API Costs: Running comprehensive evaluations across multiple models and prompts can rack up significant LLM API charges. Budget accordingly if you’re testing expensive models like GPT and Claude.
Command Line Only: No graphical interface for running evaluations or configuring environments. Everything happens through terminal commands and editing JavaScript config files.

Related Resources

Genkit Documentation: Learn about the AI framework that powers Web Codegen Scorer’s multi-model support and evaluation system.
Model Context Protocol: Understand how to add MCP servers to your evaluations for providing additional context and capabilities to LLMs during code generation.
Genkit Model Providers: Reference for adding support for new LLM providers if your preferred model isn’t currently available in the tool.

FAQs

Q: Why was this tool created?
A: The Angular team wanted a way to empirically measure the quality of code generated by LLMs. They found that existing benchmarks were often too broad and didn’t focus on the specific quality metrics that are important for web development. This tool allows for consistent and repeatable measurements across different configurations.

Q: Does the tool require an internet connection?
A: Yes, for the initial code generation since it calls LLM APIs. After you’ve generated code once, you can use local mode to re-run evaluations without making new API calls. The tool reads previously generated code from the .web-codegen-scorer directory. You’ll still need internet for installing dependencies and building applications unless you’ve already cached the packages.

Q: What’s the difference between this and other code quality tools?
A: Most code quality tools (ESLint, Prettier, SonarQube) analyze existing code you’ve written. Web Codegen Scorer specifically evaluates code that LLMs generate, comparing how different models or prompts perform on the same task. It combines traditional code quality metrics with LLM-specific concerns like whether the generated code actually builds and runs correctly.

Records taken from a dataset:
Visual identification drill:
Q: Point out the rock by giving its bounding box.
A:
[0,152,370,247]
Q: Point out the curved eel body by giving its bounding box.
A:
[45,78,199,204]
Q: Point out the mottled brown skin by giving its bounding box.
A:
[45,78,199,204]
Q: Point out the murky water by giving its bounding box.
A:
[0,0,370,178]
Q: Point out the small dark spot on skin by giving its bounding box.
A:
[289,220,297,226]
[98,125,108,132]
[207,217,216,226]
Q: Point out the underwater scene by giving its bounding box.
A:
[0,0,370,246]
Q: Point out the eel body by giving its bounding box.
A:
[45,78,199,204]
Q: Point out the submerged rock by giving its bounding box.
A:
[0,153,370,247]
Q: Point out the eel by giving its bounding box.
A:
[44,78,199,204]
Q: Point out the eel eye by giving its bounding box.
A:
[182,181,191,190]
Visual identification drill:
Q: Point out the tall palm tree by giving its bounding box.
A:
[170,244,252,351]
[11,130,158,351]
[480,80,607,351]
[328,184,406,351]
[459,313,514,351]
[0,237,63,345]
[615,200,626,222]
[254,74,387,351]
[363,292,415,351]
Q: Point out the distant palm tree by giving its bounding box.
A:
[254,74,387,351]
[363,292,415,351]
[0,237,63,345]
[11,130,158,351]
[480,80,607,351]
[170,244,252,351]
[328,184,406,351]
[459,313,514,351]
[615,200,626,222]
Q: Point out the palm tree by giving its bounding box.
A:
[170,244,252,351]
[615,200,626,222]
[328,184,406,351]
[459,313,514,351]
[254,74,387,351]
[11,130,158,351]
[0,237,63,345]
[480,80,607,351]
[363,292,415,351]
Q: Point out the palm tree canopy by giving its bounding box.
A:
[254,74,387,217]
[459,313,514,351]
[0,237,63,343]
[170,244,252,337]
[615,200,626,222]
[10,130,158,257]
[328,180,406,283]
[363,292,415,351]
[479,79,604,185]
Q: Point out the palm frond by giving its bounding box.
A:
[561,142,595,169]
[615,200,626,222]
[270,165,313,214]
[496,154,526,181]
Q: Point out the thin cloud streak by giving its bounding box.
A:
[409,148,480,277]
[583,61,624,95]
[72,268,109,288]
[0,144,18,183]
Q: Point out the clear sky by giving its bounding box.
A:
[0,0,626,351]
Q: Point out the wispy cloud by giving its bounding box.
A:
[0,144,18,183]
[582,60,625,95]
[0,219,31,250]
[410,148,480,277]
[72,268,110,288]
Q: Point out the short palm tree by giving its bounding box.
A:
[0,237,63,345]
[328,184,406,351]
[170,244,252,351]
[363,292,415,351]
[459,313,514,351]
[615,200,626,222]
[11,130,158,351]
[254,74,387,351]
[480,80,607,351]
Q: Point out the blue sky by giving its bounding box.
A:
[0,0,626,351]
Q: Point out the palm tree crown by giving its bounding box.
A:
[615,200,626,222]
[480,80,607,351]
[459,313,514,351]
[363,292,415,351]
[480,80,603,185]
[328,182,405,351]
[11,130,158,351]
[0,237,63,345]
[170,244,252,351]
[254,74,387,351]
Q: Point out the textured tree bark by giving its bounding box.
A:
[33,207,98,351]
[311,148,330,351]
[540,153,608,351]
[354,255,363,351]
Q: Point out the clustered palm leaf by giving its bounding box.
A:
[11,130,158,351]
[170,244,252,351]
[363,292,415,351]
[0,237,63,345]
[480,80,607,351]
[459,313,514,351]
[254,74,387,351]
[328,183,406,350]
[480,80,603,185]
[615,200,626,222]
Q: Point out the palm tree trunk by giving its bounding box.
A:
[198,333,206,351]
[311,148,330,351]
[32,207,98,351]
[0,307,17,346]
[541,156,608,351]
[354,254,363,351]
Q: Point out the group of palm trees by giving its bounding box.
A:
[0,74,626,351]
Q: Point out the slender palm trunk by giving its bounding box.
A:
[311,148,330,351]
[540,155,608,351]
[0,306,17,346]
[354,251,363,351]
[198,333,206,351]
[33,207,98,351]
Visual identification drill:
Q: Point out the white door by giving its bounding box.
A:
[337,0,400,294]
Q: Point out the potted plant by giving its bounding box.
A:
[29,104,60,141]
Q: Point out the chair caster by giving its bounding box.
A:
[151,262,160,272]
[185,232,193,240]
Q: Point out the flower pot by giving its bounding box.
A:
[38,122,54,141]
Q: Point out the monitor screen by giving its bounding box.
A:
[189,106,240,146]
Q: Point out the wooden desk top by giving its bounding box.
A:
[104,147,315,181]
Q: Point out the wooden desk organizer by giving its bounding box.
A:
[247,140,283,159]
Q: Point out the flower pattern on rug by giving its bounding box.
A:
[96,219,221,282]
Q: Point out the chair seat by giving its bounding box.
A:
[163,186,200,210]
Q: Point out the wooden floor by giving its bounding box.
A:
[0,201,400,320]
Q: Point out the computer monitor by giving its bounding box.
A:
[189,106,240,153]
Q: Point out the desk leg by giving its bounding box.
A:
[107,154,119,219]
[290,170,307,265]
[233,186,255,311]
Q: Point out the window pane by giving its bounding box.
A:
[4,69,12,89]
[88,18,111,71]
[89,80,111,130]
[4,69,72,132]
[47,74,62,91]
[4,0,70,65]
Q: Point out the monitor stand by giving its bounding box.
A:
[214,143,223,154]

Task objective:
Rewrite everything in the Web Codegen Scorer excerpt from "Genkit Model Providers: Reference" down to "an internet connection?", changing "benchmarks" to "test suites".

Solution to this problem:
Genkit Model Providers: Reference for adding support for new LLM providers if your preferred model isn’t currently available in the tool.

FAQs

Q: Why was this tool created?
A: The Angular team wanted a way to empirically measure the quality of code generated by LLMs. They found that existing test suites were often too broad and didn’t focus on the specific quality metrics that are important for web development. This tool allows for consistent and repeatable measurements across different configurations.

Q: Does the tool require an internet connection?